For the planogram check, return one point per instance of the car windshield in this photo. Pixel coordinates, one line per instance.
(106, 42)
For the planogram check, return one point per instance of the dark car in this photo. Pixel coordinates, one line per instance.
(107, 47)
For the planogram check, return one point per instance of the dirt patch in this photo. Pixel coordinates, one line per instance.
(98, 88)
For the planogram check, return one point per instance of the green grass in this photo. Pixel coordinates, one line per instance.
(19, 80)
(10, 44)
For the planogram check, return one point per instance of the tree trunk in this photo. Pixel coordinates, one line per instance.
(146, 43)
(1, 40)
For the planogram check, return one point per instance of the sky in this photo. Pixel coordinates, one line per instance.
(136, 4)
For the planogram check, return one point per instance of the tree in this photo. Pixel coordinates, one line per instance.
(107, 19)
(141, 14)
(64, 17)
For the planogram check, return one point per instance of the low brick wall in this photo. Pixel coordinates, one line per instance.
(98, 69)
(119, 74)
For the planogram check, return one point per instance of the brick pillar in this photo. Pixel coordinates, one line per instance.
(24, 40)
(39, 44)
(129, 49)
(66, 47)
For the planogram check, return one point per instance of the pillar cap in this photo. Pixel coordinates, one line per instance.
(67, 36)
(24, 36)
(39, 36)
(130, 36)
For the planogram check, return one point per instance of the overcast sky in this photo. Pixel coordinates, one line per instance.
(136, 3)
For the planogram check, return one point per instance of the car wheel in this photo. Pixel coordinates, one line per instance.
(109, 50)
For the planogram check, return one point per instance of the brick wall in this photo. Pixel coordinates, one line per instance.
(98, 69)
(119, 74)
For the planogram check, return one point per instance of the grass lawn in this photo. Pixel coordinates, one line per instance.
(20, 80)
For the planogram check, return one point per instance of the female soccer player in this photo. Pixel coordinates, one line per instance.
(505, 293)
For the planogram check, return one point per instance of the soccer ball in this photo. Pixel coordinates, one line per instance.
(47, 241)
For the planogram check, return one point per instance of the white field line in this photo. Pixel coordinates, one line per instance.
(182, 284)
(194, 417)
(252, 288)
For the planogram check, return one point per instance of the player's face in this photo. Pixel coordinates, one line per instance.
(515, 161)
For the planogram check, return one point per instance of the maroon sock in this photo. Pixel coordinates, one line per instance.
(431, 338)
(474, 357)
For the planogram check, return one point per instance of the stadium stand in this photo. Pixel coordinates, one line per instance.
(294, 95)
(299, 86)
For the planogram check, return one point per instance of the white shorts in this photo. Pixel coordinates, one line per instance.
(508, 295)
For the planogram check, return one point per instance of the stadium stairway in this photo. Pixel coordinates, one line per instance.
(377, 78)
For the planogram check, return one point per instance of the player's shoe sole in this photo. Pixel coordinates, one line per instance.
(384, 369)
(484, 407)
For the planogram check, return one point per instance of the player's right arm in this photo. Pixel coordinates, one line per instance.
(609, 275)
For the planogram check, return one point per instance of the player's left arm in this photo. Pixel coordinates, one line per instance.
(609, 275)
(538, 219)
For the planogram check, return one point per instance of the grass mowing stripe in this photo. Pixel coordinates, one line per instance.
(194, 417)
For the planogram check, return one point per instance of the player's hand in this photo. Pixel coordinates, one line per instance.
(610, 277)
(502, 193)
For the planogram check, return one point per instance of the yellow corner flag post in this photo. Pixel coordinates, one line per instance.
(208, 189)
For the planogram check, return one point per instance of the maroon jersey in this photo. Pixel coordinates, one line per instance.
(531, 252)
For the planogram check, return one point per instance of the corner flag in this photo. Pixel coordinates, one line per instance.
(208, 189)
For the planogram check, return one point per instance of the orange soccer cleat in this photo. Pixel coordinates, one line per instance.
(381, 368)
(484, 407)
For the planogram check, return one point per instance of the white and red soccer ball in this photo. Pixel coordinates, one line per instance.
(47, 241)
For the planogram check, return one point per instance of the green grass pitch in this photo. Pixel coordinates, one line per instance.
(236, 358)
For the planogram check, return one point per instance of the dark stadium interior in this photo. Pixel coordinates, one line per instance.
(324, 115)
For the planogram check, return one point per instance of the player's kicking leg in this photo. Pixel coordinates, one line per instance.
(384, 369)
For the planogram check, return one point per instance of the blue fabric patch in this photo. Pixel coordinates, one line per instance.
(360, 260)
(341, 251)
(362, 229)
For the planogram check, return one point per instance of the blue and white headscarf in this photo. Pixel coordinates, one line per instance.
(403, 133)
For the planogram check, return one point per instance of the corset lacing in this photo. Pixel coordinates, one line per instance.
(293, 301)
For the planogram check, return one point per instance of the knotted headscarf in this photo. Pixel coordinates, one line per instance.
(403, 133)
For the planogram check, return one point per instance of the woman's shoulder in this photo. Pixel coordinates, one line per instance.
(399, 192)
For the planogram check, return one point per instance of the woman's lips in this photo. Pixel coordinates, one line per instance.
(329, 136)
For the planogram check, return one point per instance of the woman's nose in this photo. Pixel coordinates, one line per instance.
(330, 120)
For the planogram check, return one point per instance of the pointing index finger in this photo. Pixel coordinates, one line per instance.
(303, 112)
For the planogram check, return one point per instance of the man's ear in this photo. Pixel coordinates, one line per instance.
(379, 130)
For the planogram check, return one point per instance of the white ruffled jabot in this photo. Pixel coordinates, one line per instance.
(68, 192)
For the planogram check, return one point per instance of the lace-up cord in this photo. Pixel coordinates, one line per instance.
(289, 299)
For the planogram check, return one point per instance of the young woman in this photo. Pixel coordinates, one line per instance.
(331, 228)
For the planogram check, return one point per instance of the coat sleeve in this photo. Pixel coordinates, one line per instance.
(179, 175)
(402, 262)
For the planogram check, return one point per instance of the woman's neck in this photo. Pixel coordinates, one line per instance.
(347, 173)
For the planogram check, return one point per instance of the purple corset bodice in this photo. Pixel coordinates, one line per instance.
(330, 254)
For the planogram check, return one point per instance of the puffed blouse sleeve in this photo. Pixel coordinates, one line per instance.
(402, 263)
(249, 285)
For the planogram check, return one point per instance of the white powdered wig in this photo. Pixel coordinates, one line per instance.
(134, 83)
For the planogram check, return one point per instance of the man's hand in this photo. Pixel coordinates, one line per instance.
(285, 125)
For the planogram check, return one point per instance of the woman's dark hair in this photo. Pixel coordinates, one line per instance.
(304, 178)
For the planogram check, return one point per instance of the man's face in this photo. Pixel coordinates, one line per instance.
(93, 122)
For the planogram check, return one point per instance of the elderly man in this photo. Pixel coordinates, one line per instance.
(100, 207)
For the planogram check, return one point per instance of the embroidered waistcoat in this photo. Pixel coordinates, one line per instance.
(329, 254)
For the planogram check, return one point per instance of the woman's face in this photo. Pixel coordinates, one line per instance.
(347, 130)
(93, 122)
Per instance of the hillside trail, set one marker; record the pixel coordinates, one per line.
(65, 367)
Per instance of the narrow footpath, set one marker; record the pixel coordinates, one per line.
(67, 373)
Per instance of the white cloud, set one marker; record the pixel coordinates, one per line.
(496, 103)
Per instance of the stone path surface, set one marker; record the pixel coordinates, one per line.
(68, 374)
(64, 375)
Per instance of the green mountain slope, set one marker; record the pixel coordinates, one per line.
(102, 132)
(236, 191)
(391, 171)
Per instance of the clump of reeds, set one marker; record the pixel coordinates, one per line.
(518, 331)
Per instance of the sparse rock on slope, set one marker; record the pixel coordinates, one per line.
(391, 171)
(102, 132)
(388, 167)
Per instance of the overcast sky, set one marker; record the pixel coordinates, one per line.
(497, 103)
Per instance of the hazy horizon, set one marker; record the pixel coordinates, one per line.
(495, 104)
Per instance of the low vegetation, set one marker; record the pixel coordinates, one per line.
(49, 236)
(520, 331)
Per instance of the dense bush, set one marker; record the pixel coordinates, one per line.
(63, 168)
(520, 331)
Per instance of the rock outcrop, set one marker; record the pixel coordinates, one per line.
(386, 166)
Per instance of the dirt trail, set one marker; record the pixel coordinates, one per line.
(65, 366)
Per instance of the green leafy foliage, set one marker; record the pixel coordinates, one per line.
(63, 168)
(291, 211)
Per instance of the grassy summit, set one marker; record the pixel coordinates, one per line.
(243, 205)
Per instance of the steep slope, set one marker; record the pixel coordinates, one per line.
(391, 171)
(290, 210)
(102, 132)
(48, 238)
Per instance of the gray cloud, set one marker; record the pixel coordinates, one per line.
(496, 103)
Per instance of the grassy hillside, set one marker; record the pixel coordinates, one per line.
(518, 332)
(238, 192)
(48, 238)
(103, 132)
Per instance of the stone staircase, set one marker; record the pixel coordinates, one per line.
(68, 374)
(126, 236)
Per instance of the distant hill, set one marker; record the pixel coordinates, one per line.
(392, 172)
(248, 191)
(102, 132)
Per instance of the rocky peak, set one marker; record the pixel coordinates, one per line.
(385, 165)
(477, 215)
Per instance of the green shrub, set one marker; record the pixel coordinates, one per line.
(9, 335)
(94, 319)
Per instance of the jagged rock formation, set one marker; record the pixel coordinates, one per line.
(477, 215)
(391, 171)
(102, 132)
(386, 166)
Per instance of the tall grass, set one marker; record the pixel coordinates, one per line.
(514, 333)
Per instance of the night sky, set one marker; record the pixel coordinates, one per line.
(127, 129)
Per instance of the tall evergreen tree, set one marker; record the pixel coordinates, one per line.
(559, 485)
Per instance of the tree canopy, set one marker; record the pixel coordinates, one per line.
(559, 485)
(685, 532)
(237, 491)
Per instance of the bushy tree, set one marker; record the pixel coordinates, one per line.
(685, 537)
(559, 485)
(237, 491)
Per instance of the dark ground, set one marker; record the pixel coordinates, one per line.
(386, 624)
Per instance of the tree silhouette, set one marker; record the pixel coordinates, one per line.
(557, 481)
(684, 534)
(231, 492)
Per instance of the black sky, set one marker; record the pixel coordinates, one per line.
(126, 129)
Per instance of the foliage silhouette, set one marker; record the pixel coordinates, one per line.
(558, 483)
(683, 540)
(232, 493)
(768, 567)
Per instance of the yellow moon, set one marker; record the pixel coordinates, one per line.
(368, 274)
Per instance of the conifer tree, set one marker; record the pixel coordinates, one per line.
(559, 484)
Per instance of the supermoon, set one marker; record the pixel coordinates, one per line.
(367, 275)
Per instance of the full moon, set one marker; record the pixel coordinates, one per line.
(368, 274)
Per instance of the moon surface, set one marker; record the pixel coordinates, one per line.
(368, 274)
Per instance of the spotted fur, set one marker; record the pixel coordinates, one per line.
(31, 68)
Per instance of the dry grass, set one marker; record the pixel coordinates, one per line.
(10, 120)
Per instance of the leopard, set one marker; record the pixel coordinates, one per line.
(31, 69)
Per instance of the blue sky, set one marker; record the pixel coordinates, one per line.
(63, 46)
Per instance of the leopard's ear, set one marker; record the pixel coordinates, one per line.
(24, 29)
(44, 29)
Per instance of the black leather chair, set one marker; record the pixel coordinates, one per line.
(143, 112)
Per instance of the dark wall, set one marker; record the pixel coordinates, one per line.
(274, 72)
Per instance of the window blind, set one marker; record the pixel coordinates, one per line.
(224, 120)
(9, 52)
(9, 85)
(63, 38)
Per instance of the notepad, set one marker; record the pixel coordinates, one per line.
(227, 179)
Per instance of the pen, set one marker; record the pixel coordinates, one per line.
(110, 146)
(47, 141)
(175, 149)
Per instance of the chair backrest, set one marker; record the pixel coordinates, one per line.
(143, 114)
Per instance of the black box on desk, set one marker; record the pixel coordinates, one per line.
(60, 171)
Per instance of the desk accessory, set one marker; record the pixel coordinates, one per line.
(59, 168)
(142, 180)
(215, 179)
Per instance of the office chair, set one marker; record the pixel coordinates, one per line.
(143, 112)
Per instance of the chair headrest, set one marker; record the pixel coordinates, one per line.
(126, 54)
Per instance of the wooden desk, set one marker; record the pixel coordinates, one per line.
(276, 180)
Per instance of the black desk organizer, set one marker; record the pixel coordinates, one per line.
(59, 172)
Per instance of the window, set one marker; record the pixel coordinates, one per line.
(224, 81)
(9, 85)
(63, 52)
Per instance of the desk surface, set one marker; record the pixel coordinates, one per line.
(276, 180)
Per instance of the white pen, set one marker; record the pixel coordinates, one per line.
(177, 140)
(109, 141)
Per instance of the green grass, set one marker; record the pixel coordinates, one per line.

▸ YOUR OBJECTIVE: Everything from the line with "Per instance of the spotted" through the last line of the material above should be echoed exactly, and nothing else.

▸ ANSWER:
Per instance of the spotted fur, set one marker; record the pixel coordinates, one per line.
(31, 68)
Per instance of the dry grass, set one marker; record the pixel coordinates, one per line.
(10, 120)
Per instance of the leopard, set one marker; record the pixel coordinates, one per line.
(31, 69)
Per instance of the blue sky, set one marker; record the pixel coordinates, one per line.
(63, 46)
Per instance of the leopard's ear, set one marker; record the pixel coordinates, one per line.
(24, 29)
(44, 29)
Per instance of the black leather chair, set one marker; record the pixel coordinates, one per line.
(143, 112)
Per instance of the dark wall, set one marker; record the pixel coordinates, one per line.
(274, 72)
Per instance of the window blind, set one marker; record the pixel coordinates, one per line.
(224, 120)
(9, 52)
(9, 85)
(63, 38)
Per instance of the notepad, set one marker; record the pixel coordinates, one per line.
(227, 179)
Per instance of the pen, set one marker; record the pixel coordinates, one per line.
(110, 146)
(47, 141)
(175, 149)
Per instance of the chair backrest, set one marker; record the pixel coordinates, one per line.
(143, 114)
Per instance of the black box on desk, set one marker; record the pixel coordinates, one per line.
(60, 171)
Per instance of the desk accessory, set one marker; record the pixel coordinates, one per line.
(59, 168)
(142, 180)
(215, 179)
Per instance of the office chair, set one marker; record the pixel coordinates, one per line.
(143, 112)
Per instance of the chair headrest, set one marker; record the pixel coordinates, one per line.
(126, 54)
Per instance of the wooden desk, set one marker; record the pixel coordinates, one per line.
(276, 180)
Per instance of the black desk organizer, set one marker; record the pixel coordinates, one per line.
(59, 172)
Per instance of the window, set one marker; record the pixel coordinates, one per line.
(224, 81)
(9, 85)
(63, 52)
Per instance of the desk surface, set one marker; record the pixel coordinates, one per line.
(276, 180)
Per instance of the white pen, set one marker; record the pixel coordinates, one per line.
(177, 140)
(109, 141)
Per instance of the green grass, set one marker; record the pixel coordinates, one per line.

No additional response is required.